» **Work task**: Among the records that follow, set down only the lines from the one containing "Target: american flag mural" to the one containing "Target: concrete sidewalk", both included, exactly.

» **Data records**:

>>>>>

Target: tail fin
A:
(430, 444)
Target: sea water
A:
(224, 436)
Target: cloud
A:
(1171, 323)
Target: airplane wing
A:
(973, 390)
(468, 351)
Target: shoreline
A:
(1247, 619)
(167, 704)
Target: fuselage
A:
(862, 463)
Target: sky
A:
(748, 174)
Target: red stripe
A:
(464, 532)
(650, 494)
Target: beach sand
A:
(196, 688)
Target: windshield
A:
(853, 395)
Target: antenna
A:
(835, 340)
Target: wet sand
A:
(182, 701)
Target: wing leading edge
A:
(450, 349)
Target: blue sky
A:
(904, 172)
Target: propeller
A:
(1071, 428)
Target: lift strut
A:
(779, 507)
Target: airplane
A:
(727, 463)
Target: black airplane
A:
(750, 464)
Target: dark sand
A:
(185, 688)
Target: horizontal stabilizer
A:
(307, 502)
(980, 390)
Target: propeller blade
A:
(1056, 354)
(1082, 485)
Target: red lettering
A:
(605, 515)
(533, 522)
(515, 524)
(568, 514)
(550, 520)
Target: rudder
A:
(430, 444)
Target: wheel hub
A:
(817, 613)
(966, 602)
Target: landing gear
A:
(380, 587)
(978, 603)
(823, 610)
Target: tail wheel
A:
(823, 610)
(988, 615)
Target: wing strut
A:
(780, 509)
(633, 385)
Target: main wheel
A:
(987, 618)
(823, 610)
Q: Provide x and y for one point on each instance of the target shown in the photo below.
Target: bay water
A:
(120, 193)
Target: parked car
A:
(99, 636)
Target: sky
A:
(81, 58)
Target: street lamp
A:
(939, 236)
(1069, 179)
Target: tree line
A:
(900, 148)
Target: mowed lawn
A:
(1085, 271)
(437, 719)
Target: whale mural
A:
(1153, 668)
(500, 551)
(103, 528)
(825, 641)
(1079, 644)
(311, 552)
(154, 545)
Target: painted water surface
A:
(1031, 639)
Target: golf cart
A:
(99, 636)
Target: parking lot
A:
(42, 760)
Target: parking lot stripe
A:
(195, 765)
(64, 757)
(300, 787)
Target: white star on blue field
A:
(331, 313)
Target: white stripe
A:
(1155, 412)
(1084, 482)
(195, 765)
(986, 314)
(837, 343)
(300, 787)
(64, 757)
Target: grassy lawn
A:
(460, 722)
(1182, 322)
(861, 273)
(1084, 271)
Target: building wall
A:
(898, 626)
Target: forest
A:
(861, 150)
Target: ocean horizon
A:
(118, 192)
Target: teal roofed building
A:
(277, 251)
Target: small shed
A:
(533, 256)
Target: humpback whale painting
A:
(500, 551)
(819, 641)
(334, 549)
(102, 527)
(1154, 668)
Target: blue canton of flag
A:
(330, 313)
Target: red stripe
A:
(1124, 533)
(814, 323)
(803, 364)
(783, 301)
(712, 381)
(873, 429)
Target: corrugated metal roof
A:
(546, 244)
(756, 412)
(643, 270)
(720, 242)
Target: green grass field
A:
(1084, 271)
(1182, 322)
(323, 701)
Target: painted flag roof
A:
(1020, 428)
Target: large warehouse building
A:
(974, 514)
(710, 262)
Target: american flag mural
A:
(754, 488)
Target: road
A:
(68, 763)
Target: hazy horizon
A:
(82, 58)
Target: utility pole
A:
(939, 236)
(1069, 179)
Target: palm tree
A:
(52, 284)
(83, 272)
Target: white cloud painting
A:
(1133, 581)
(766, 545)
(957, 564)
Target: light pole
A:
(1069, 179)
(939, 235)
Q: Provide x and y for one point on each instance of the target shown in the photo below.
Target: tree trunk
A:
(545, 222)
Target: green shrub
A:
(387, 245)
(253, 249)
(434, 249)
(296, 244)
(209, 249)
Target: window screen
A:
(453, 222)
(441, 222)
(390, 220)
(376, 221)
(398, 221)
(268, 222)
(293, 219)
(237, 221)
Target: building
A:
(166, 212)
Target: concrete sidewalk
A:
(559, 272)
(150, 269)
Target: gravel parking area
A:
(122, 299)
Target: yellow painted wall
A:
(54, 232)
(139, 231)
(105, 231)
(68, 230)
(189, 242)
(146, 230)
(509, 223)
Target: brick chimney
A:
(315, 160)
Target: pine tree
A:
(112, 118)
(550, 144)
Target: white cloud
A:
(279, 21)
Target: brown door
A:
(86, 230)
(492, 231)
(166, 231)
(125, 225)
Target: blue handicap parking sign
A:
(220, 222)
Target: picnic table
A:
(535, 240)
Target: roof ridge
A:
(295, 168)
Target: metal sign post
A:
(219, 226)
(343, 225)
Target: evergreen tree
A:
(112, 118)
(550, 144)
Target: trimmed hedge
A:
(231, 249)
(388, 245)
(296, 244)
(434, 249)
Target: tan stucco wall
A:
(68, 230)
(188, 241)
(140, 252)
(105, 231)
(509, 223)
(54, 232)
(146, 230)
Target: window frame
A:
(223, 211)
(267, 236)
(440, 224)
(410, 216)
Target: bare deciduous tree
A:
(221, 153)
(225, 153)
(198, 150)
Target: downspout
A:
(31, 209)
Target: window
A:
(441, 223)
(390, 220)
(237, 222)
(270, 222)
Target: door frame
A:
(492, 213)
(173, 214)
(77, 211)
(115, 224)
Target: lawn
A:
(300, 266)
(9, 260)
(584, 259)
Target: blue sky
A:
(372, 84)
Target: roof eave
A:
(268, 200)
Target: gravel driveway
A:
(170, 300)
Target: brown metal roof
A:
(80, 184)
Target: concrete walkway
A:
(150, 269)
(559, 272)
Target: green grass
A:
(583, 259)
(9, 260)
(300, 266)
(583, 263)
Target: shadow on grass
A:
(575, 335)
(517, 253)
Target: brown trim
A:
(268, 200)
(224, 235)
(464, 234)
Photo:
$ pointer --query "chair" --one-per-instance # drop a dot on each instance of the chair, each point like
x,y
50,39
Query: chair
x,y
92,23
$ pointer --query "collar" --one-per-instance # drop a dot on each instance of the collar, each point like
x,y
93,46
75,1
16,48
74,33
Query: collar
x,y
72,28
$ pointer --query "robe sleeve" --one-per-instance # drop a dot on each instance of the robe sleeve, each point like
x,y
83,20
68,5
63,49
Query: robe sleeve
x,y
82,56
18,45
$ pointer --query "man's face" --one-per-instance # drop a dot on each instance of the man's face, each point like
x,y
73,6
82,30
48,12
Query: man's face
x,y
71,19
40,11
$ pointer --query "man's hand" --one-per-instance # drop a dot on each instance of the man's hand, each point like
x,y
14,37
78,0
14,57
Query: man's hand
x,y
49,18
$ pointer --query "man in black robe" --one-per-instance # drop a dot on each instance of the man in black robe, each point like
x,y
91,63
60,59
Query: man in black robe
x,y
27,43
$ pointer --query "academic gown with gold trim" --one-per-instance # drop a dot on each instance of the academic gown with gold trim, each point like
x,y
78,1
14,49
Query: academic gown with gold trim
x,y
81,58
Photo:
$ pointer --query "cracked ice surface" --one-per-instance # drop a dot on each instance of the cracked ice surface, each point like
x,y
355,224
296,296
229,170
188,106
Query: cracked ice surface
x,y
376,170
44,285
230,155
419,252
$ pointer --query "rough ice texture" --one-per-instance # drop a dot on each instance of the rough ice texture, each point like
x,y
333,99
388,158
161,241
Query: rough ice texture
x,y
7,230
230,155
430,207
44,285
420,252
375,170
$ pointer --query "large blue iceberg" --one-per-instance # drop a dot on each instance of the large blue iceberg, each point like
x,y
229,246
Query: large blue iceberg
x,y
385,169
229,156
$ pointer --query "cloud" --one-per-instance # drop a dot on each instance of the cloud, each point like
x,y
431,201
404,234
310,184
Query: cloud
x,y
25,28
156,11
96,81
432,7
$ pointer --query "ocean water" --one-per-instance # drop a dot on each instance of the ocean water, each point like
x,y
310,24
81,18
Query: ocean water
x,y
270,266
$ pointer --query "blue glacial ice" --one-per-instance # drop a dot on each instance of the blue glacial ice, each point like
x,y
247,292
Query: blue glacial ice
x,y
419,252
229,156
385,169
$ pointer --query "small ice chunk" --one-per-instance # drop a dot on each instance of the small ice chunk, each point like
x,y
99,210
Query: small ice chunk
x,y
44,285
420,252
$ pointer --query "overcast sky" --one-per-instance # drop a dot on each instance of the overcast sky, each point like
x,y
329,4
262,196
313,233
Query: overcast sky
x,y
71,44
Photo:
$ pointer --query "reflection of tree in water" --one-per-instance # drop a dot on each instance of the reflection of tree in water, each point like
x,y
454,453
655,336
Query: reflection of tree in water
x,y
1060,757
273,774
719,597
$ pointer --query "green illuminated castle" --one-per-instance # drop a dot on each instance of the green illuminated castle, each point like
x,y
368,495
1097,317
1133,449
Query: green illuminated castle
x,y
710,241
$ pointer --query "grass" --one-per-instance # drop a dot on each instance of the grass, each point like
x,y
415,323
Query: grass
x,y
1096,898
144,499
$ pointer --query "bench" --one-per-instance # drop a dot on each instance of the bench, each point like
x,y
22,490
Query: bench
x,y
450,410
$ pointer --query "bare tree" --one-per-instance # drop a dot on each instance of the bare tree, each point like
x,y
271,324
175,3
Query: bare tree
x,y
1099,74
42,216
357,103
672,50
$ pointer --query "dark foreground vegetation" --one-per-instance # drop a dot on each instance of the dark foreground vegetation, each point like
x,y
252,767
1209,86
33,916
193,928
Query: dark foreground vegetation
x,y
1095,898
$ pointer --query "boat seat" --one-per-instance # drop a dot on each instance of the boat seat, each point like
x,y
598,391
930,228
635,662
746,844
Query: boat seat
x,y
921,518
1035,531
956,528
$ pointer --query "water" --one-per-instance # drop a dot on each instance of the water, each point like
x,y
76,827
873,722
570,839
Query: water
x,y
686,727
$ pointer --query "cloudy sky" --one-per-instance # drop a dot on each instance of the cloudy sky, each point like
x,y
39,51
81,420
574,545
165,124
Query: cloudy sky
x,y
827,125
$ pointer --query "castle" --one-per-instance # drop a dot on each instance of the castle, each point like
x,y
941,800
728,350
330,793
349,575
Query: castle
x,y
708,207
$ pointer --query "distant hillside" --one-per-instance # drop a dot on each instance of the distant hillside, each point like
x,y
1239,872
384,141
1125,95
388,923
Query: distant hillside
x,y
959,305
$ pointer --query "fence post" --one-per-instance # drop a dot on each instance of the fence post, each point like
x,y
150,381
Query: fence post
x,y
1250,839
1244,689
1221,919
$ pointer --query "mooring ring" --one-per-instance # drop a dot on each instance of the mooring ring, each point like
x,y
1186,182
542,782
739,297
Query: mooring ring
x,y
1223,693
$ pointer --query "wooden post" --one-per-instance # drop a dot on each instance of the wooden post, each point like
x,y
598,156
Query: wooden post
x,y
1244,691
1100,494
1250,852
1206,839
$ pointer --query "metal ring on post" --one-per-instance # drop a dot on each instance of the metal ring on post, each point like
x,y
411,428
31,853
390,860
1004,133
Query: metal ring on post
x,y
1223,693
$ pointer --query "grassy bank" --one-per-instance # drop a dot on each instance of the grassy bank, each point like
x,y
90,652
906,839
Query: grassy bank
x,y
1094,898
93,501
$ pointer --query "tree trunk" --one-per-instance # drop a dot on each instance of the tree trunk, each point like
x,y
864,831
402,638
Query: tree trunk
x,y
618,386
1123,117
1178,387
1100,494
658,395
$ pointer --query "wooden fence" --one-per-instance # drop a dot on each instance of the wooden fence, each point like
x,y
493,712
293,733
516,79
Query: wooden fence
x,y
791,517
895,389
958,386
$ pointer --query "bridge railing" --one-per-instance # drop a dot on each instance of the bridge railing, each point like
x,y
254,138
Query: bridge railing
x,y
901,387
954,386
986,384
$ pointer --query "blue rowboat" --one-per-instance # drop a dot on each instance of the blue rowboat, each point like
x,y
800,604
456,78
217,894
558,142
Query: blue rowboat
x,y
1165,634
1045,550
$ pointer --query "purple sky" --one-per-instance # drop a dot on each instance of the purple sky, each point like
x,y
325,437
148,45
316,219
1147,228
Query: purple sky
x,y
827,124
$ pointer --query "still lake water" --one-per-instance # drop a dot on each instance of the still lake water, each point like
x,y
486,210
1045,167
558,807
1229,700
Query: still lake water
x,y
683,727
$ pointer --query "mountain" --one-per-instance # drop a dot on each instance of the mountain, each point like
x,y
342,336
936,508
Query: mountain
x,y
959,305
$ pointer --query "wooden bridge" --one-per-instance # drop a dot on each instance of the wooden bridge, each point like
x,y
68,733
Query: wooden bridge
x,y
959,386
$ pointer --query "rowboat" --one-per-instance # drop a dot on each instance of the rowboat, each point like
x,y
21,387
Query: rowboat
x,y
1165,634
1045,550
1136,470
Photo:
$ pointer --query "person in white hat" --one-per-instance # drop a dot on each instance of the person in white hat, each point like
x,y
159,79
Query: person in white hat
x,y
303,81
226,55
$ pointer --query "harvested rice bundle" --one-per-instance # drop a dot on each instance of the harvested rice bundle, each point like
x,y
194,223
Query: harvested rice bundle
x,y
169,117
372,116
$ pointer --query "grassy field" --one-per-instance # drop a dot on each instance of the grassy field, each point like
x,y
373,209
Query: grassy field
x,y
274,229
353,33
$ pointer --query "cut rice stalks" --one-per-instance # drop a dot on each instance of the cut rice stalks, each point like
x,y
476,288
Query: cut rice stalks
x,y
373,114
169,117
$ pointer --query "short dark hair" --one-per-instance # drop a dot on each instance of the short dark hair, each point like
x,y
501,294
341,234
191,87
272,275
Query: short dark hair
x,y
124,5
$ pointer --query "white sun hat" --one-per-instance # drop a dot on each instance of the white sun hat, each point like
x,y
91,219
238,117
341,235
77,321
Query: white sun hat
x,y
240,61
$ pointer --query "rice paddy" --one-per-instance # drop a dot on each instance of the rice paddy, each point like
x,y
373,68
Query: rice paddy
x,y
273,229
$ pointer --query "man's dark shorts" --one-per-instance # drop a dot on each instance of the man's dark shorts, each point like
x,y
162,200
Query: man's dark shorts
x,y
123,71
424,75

<<<<<

» **Completed task**:
Target: american flag mural
A:
(754, 488)
Target: road
A:
(68, 763)
Target: hazy horizon
A:
(82, 58)
Target: utility pole
A:
(939, 236)
(1069, 179)
Target: palm tree
A:
(52, 284)
(83, 272)
Target: white cloud painting
A:
(1133, 581)
(766, 545)
(957, 564)
Target: light pole
A:
(1069, 179)
(939, 235)
Q: Provide x and y for one point on each instance of the target shown in the photo below.
Target: tree trunk
A:
(545, 222)
Target: green shrub
A:
(387, 245)
(253, 249)
(434, 249)
(296, 244)
(209, 249)
Target: window screen
A:
(453, 222)
(441, 222)
(390, 220)
(376, 221)
(398, 221)
(268, 222)
(293, 219)
(237, 221)
Target: building
A:
(166, 212)
Target: concrete sidewalk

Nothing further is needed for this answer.